*Exercise brief*: For the data below, restate word for word only the lines from the line containing "Expected: the position of each instance of the green" through the line containing "Expected: the position of each instance of the horizontal", both ends included.
########
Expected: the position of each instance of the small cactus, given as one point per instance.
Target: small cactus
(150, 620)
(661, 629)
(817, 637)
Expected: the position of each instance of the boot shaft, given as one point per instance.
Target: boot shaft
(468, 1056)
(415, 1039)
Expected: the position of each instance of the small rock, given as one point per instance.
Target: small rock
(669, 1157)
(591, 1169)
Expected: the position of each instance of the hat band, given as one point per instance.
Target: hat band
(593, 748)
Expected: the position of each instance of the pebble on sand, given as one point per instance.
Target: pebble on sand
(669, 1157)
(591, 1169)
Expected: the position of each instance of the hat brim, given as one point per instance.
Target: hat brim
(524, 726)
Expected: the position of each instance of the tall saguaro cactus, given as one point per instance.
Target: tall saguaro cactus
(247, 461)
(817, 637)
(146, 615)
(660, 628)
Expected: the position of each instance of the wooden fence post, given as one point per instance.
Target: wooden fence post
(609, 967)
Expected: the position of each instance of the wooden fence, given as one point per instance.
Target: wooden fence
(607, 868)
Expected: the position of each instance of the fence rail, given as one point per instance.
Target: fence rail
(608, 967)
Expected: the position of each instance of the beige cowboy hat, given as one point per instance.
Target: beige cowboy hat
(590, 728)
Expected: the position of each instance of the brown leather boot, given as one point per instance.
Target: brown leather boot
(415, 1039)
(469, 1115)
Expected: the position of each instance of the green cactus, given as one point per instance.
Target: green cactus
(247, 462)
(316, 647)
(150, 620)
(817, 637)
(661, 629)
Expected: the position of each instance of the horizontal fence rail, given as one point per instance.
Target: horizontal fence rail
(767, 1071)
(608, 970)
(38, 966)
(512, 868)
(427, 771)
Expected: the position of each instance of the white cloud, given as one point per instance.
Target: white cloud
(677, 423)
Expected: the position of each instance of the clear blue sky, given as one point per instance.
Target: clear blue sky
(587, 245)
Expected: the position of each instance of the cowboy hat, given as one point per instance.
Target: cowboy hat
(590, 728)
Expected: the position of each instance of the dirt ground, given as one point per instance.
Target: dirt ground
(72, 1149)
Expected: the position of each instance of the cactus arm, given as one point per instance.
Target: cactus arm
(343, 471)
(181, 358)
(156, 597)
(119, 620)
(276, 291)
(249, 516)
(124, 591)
########
*Reply*:
Expected: the position of each instance of the green cactus, given as one point per instance.
Target: green cactus
(247, 462)
(316, 647)
(150, 620)
(817, 637)
(661, 629)
Expected: the position of each instance of the horizontal fence rail, given as one point per instance.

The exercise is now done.